## The records
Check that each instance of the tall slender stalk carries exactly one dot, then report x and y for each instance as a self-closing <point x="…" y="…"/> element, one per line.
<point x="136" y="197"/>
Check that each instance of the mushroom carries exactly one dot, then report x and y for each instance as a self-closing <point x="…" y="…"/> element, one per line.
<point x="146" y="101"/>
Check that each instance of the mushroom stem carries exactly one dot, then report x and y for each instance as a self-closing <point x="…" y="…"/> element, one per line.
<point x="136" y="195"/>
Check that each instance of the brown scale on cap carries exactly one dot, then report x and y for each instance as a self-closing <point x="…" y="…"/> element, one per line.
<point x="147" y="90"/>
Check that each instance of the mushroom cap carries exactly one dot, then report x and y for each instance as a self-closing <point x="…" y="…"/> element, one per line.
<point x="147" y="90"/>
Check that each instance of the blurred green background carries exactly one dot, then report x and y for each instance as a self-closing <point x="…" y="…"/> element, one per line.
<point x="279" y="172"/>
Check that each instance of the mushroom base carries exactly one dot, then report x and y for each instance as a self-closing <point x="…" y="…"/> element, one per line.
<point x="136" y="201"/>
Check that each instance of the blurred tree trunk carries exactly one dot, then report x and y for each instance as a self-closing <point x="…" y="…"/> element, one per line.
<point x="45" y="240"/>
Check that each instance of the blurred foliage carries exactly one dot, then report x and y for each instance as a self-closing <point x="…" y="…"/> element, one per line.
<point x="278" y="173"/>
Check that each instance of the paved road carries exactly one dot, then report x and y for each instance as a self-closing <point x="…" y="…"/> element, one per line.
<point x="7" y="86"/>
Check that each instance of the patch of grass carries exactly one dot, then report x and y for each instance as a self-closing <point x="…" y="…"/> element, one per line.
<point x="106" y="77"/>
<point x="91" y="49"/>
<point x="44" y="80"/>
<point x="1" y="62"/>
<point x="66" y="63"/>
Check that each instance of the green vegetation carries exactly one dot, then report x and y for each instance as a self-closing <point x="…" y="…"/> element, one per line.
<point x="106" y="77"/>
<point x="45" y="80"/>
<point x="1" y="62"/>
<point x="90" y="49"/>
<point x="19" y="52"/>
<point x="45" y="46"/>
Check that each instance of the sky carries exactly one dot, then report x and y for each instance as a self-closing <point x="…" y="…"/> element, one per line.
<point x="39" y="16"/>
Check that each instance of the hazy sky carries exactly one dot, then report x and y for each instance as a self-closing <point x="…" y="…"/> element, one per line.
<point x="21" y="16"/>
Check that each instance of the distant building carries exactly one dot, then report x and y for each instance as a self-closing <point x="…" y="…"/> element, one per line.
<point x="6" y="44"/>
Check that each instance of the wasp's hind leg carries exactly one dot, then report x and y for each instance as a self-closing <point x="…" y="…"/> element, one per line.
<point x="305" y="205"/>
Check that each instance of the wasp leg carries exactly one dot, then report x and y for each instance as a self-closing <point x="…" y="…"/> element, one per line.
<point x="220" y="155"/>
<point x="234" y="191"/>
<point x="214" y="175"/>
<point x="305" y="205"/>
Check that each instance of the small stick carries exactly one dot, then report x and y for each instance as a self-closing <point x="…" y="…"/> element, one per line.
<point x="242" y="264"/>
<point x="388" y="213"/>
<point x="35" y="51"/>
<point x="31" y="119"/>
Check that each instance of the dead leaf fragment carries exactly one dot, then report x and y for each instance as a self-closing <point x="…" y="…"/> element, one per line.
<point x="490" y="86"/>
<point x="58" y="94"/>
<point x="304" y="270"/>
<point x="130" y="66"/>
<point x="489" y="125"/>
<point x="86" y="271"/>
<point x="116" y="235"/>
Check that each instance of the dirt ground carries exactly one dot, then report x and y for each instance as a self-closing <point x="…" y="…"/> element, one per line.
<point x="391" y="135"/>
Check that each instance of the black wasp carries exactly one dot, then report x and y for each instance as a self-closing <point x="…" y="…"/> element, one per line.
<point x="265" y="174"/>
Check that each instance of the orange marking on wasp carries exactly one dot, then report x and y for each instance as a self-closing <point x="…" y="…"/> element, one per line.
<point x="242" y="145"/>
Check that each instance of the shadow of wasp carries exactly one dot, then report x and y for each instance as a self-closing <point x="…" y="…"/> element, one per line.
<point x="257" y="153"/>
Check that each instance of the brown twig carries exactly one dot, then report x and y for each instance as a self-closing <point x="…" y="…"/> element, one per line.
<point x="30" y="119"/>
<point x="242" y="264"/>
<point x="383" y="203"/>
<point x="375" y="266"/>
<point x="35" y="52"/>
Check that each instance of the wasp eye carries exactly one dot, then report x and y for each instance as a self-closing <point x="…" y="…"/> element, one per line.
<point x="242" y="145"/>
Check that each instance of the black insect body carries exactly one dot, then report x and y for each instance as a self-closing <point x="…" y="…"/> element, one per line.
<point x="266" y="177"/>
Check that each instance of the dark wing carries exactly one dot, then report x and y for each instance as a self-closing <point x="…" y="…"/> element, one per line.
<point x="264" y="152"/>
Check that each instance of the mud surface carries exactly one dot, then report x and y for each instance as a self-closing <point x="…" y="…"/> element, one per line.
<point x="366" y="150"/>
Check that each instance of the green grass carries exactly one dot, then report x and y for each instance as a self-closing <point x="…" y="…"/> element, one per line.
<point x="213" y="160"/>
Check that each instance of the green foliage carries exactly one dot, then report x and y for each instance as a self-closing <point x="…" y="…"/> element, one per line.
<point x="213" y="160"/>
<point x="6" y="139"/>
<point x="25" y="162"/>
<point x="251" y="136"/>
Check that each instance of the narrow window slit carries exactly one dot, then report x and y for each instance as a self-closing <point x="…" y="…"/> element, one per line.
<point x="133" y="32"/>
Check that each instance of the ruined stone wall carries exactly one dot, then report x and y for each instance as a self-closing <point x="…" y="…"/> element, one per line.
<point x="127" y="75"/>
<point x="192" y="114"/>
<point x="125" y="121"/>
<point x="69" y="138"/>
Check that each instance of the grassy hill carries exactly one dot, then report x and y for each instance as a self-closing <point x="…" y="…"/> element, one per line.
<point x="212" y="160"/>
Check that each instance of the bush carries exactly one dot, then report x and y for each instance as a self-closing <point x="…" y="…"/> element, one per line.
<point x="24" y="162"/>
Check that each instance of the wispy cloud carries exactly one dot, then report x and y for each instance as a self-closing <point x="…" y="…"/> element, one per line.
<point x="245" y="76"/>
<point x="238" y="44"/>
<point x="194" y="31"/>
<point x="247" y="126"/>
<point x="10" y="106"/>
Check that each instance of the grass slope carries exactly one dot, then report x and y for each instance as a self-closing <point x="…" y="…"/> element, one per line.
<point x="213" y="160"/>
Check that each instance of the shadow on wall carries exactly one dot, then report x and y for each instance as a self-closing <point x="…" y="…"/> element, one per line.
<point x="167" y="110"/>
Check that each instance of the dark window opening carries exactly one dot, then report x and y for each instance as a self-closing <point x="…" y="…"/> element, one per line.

## Assigned task
Copy out the records once more, exactly as they are written.

## Exercise response
Check that each instance of the tall slender stalk carries exactly one dot, then report x and y for each instance as a self-closing <point x="…" y="…"/> element, one per line.
<point x="136" y="197"/>
Check that each instance of the mushroom carries exactly one dot, then report x and y for each instance as a self-closing <point x="…" y="…"/> element, one per line.
<point x="146" y="101"/>
Check that each instance of the mushroom stem carries exactly one dot, then report x and y for each instance as a self-closing <point x="…" y="…"/> element, one per line.
<point x="136" y="195"/>
Check that each instance of the brown scale on cap carries exactly one dot, then report x and y for each instance as a self-closing <point x="…" y="…"/> element, one per line.
<point x="147" y="90"/>
Check that each instance of the mushroom cap carries exactly one dot, then report x and y for each instance as a self-closing <point x="…" y="…"/> element, one per line.
<point x="147" y="90"/>
Check that each instance of the blurred green background carries exactly one dot, then report x and y for each instance as a self-closing <point x="…" y="…"/> element, one per line.
<point x="279" y="172"/>
Check that each instance of the mushroom base carries exactly one dot, then report x and y for each instance as a self-closing <point x="…" y="…"/> element, one per line.
<point x="136" y="201"/>
Check that each instance of the blurred tree trunk carries exactly one dot, then report x and y for each instance as a self-closing <point x="…" y="…"/> element, one per line.
<point x="45" y="240"/>
Check that each instance of the blurred foliage carries exactly one dot, then report x and y for each instance as a self-closing <point x="…" y="…"/> element, one per line.
<point x="278" y="173"/>
Check that each instance of the paved road carries exactly one dot, then report x and y for each instance as a self-closing <point x="…" y="…"/> element, one per line.
<point x="7" y="86"/>
Check that each instance of the patch of grass carries exactly one dot, then report x and y for each instance as a self-closing <point x="…" y="…"/> element, one per line.
<point x="106" y="77"/>
<point x="91" y="49"/>
<point x="44" y="80"/>
<point x="1" y="62"/>
<point x="66" y="63"/>
Check that each instance of the green vegetation carries exactly one dot, then report x and y for each instance as a self-closing <point x="…" y="…"/> element, one per line.
<point x="106" y="77"/>
<point x="45" y="80"/>
<point x="1" y="62"/>
<point x="90" y="49"/>
<point x="19" y="52"/>
<point x="45" y="46"/>
Check that each instance of the sky carries exactly one dot, then report x and y for each instance as a self-closing <point x="…" y="…"/> element, one per line.
<point x="39" y="16"/>
Check that each instance of the hazy sky carries exactly one dot, then report x and y for each instance as a self-closing <point x="…" y="…"/> element, one per line.
<point x="21" y="16"/>
Check that each instance of the distant building carries exactly one dot, then report x and y for each instance as a self-closing <point x="…" y="…"/> element, one per line.
<point x="6" y="44"/>
Check that each instance of the wasp's hind leg carries exactly one dot, then report x and y for each instance as a self-closing <point x="…" y="…"/> element, one per line.
<point x="305" y="205"/>
Check that each instance of the wasp leg carries exactly one dot, then report x and y for each instance as a self-closing <point x="…" y="…"/> element, one per line.
<point x="220" y="155"/>
<point x="234" y="191"/>
<point x="214" y="175"/>
<point x="305" y="205"/>
Check that each instance of the small stick carries exactly one dot, then report x and y for each instance as a self-closing <point x="…" y="…"/> element, one per line.
<point x="242" y="264"/>
<point x="388" y="213"/>
<point x="35" y="51"/>
<point x="31" y="119"/>
Check that each instance of the dead leaf fragment carries exactly one dot, then report x and y for each instance as a self-closing <point x="…" y="…"/> element, one per line.
<point x="490" y="86"/>
<point x="58" y="94"/>
<point x="304" y="270"/>
<point x="130" y="66"/>
<point x="489" y="125"/>
<point x="86" y="271"/>
<point x="116" y="235"/>
Check that each instance of the dirt ground carries exactly one dot, then report x and y for each instance as a self-closing <point x="…" y="…"/> element, one per line.
<point x="391" y="135"/>
Check that each instance of the black wasp carries exactly one dot, then report x and y for each instance as a self-closing <point x="…" y="…"/> element, one per line.
<point x="265" y="174"/>
Check that each instance of the orange marking on wasp carries exactly one dot, then report x and y for each instance as a self-closing <point x="…" y="…"/> element, one per line.
<point x="242" y="145"/>
Check that each instance of the shadow of wasp carries exactly one dot, then report x and y for each instance as a self-closing <point x="…" y="…"/> element, one per line.
<point x="257" y="153"/>
Check that each instance of the brown twig carries exactly one dot, then report x and y for each instance as a self-closing <point x="…" y="…"/> element, one per line.
<point x="30" y="119"/>
<point x="242" y="264"/>
<point x="383" y="203"/>
<point x="375" y="266"/>
<point x="35" y="52"/>
Check that each instance of the wasp eye carries exactly one dot, then report x and y for each instance as a self-closing <point x="…" y="…"/> element, one per line.
<point x="242" y="145"/>
Check that each instance of the black insect body carries exactly one dot, then report x and y for each instance as a self-closing <point x="…" y="…"/> element, one per line.
<point x="266" y="177"/>
Check that each instance of the dark wing carries exactly one dot, then report x and y for each instance as a self-closing <point x="…" y="…"/> element, one per line.
<point x="264" y="152"/>
Check that each instance of the mud surface carries exactly one dot, then report x and y for each instance as a self-closing <point x="…" y="…"/> element, one per line.
<point x="366" y="150"/>
Check that each instance of the green grass carries exactly one dot, then report x and y for each instance as a self-closing <point x="…" y="…"/> element, one per line.
<point x="213" y="160"/>
Check that each instance of the green foliage carries exactly one dot, then report x and y for each instance as a self-closing <point x="…" y="…"/> element, one per line.
<point x="213" y="160"/>
<point x="6" y="139"/>
<point x="25" y="162"/>
<point x="251" y="136"/>
Check that each instance of the narrow window slit carries exactly one dot, then report x and y for each instance as a self-closing <point x="…" y="…"/> element, one per line.
<point x="133" y="32"/>
Check that each instance of the ruined stone wall carries exactly one dot, then report x and y for each instance as a self-closing <point x="…" y="…"/> element, one per line.
<point x="127" y="75"/>
<point x="192" y="114"/>
<point x="125" y="121"/>
<point x="69" y="138"/>
Check that each instance of the grassy hill carries exactly one dot, then report x and y for each instance as a self-closing <point x="…" y="…"/> element, one per line.
<point x="212" y="160"/>
Check that each instance of the bush carries exactly one dot, then report x and y for each instance as a self-closing <point x="…" y="…"/> element, one per line.
<point x="24" y="162"/>
Check that each instance of the wispy cloud carries exactly one dot, then report x and y for each instance as a self-closing <point x="…" y="…"/> element, one per line.
<point x="245" y="76"/>
<point x="238" y="44"/>
<point x="194" y="31"/>
<point x="247" y="126"/>
<point x="10" y="106"/>
Check that each instance of the grass slope carries exactly one dot, then report x and y for each instance as a self-closing <point x="…" y="…"/> element, one per line.
<point x="213" y="160"/>
Check that each instance of the shadow on wall carries exactly one dot, then report x and y for each instance as a self-closing <point x="…" y="…"/> element, one per line.
<point x="167" y="110"/>
Check that each instance of the dark window opening carries exactly one dot, then report x and y for each instance as a self-closing <point x="…" y="…"/> element, one per line.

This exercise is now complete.